● EXCERPTED PASSAGE
*** Block opens ***

The new law, which is the strongest statewide facial recognition law in the country, not only received broad, bipartisan support, but it passed unanimously in both chambers of the state legislature. Lawmakers and advocates spanning the political spectrum — from the progressive lawmaker who sponsored the bill to the Republican members who voted it out of committee, from the ACLU of Maine to state law enforcement agencies — came together to secure this major victory for Mainers and anyone who cares about their right to privacy.

Maine is just the latest success story in the nationwide movement to ban or tightly regulate the use of facial recognition technology, an effort led by grassroots activists and organizations like the ACLU. From the Pine Tree State to the Golden State, national efforts to regulate facial recognition demonstrate a broad recognition that we can’t let technology determine the boundaries of our freedoms in the digital 21st century.

Facial recognition technology poses a profound threat to civil rights and civil liberties. Without democratic oversight, governments can use the technology as a tool for dragnet surveillance, threatening our freedoms of speech and association, due process rights, and right to be left alone. Democracy itself is at stake if this technology remains unregulated.

Facial recognition technology poses a profound threat to civil rights and civil liberties.

We know the burdens of facial recognition are not borne equally, as Black and brown communities — especially Muslim and immigrant communities — are already targets of discriminatory government surveillance. Making matters worse, face surveillance algorithms tend to have more difficulty accurately analyzing the faces of darker-skinned people, women, the elderly and children. Simply put: The technology is dangerous when it works — and when it doesn’t.

But not all approaches to regulating this technology are created equal. Maine is among the first in the nation to pass comprehensive statewide regulations. Washington was the first, passing a weak law in the face of strong opposition from civil rights, community and religious liberty organizations. The law passed in large part because of strong backing from Washington-based megacorporation Microsoft. Washington’s facial recognition law would still allow tech companies to sell their technology, worth millions of dollars, to every conceivable government agency.

In contrast, Maine’s law strikes a different path, putting the interests of ordinary Mainers above the profit motives of private companies.

*** Block closes ***

● EXTRACTED MATERIAL
*** Block opens ***

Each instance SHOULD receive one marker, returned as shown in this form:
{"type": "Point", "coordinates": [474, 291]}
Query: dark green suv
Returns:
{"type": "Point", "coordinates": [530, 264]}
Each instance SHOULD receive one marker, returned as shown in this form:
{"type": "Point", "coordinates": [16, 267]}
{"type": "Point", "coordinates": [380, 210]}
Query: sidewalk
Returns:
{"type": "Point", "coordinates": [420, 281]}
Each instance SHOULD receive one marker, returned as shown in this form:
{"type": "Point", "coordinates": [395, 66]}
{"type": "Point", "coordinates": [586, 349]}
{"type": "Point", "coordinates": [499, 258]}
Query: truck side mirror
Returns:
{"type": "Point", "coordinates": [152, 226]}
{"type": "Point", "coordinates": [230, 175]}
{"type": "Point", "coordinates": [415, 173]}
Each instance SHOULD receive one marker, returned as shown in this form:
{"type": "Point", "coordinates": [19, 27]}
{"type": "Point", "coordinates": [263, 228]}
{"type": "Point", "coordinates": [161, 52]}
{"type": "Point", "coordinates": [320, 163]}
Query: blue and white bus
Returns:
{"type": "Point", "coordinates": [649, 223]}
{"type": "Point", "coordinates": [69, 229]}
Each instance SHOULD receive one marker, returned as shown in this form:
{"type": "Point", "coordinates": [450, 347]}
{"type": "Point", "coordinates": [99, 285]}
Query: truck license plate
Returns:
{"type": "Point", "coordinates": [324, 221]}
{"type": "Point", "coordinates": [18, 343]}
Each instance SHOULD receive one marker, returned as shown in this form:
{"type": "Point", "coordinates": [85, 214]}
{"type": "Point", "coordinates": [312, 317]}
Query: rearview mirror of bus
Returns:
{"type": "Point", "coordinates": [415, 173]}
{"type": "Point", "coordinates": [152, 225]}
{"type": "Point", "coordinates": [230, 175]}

*** Block closes ***
*** Block opens ***

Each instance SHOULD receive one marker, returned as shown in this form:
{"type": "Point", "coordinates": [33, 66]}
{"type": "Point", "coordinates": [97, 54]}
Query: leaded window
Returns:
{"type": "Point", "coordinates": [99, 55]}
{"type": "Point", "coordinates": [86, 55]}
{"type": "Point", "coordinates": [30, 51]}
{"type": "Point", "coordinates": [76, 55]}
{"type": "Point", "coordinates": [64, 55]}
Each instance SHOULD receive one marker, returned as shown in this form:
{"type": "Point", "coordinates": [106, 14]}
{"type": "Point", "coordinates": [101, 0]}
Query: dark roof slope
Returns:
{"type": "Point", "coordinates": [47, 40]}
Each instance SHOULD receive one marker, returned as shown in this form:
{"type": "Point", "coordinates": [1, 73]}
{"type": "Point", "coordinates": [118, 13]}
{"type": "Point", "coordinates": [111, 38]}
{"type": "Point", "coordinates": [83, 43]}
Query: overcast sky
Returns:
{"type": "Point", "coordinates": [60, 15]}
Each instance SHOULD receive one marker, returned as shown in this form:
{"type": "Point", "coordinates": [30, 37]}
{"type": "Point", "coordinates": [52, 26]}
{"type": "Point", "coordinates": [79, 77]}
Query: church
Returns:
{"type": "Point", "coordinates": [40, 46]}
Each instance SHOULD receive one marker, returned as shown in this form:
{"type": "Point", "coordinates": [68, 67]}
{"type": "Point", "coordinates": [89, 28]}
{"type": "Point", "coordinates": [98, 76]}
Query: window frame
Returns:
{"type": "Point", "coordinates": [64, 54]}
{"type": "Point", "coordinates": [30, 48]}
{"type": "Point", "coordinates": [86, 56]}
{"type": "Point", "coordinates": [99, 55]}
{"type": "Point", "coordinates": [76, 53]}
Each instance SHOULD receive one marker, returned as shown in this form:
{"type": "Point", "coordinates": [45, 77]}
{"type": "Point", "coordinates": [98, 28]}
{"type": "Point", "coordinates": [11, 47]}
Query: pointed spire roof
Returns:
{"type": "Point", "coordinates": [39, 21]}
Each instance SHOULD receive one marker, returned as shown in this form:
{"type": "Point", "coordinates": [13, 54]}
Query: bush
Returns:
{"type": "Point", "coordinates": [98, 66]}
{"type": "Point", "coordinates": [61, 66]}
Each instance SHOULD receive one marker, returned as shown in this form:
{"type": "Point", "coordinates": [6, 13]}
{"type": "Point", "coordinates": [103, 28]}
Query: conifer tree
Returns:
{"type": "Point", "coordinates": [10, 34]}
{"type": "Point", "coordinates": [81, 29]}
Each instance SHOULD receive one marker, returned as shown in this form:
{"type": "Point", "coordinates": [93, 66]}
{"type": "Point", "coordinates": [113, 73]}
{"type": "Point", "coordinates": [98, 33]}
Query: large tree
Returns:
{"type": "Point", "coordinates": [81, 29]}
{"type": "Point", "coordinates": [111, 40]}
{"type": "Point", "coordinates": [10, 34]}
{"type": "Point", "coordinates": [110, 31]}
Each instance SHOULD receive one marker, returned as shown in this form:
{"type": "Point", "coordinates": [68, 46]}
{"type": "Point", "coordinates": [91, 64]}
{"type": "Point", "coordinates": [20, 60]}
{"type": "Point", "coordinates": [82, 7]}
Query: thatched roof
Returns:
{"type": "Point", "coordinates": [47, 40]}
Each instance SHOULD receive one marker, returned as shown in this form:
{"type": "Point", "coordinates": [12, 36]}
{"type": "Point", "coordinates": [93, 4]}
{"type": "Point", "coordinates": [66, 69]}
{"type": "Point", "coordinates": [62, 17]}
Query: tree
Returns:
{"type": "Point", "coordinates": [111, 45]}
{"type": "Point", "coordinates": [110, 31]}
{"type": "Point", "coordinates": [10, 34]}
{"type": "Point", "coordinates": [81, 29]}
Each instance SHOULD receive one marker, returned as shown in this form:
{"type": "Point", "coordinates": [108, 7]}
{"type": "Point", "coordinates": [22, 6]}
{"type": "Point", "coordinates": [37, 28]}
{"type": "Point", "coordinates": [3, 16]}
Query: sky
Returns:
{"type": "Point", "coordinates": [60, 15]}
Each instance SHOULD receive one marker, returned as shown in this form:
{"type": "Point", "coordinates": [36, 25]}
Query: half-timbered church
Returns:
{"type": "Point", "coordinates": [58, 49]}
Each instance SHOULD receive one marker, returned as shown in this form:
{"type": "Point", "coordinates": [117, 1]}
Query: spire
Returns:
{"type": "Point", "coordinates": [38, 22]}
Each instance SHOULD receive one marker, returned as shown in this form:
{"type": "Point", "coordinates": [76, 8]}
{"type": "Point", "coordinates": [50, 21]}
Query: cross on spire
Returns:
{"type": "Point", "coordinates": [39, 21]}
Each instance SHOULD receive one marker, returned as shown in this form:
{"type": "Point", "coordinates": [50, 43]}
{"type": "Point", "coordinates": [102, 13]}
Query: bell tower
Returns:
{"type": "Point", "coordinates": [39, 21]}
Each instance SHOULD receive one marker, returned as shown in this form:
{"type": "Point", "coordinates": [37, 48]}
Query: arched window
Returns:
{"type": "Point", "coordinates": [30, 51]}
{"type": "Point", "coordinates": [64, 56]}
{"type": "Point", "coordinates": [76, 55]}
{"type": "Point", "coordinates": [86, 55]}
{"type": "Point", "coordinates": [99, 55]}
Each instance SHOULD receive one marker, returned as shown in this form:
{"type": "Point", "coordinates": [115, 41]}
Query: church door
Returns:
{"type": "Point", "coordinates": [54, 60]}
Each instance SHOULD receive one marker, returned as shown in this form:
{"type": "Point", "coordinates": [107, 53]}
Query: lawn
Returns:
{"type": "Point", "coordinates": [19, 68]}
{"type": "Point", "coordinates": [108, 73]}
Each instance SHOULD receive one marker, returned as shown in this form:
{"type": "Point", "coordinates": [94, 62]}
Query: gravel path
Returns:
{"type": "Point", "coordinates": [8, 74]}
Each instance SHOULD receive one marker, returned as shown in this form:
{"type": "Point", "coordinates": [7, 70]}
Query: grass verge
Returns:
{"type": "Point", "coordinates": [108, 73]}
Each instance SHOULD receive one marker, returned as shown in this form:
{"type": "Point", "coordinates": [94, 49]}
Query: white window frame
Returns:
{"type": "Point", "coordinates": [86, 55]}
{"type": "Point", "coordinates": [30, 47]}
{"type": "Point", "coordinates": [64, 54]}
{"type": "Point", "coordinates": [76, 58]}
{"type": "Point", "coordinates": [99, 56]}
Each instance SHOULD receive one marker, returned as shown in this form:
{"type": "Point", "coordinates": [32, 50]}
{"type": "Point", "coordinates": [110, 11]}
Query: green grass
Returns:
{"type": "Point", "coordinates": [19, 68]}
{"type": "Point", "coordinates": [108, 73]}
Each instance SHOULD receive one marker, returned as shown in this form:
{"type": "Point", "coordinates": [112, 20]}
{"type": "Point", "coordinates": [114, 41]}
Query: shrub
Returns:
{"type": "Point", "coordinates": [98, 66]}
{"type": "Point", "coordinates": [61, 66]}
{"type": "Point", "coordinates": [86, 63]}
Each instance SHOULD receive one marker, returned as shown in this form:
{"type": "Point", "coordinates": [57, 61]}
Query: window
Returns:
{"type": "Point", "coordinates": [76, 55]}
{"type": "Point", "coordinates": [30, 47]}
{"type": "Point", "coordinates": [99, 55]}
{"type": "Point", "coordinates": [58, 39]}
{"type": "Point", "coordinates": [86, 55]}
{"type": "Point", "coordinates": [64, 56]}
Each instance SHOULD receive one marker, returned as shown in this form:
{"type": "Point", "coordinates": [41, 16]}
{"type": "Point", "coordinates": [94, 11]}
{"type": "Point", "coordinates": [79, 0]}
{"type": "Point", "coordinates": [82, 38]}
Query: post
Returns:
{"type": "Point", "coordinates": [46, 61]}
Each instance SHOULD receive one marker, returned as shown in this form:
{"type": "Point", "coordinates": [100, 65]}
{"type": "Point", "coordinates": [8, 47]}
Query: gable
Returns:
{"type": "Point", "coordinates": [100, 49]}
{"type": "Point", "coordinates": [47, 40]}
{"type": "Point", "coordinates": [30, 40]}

*** Block closes ***

● STUDY QUESTIONS
(A) Answer these questions using the passage on Maine's facial recognition law:
(i) How did the new law fare in the Maine state legislature?
(ii) Which groups do face surveillance algorithms have more difficulty analyzing accurately, according to the passage?
(iii) Which state passed comprehensive statewide regulations first, and which company strongly backed that law?
(B) Carry on the passage about Maine's facial recognition law from its final sentence, in the same formal voice.

● WRITTEN RESPONSES
(A)
(i) It passed unanimously in both chambers of the state legislature.
(ii) Darker-skinned people, women, the elderly and children.
(iii) Washington, with strong backing from Microsoft.

(B)
Maine’s new law prohibits the use of facial recognition technology in most areas of government, including in public schools and for surveillance purposes. It creates carefully carved out exceptions for law enforcement to use facial recognition, creating standards for its use and avoiding the potential for abuse we’ve seen in other parts of the country. Importantly, it prohibits the use of facial recognition technology to conduct surveillance of people as they go about their business in Maine, attending political meetings and protests, visiting friends and family, and seeking out healthcare.

In Maine, law enforcement must now — among other limitations — meet a probable cause standard before making a facial recognition request, and they cannot use a facial recognition match as the sole basis to arrest or search someone. Nor can local police departments buy, possess or use their own facial recognition software, ensuring shady technologies like Clearview AI will not be used by Maine’s government officials behind closed doors, as has happened in other states.

Maine’s law and others like it are crucial to preventing communities from being harmed by new, untested surveillance technologies like facial recognition. But we need a federal approach, not only a piecemeal local approach, to effectively protect Americans’ privacy from facial surveillance. That’s why it’s crucial for Americans to support the Facial Recognition and Biometric Technology Moratorium Act, a bill introduced by members of both houses of Congress last month.

The ACLU supports this federal legislation that would protect all people in the United States from invasive surveillance. We urge all Americans to ask their members of Congress to join the movement to halt facial recognition technology and support it, too.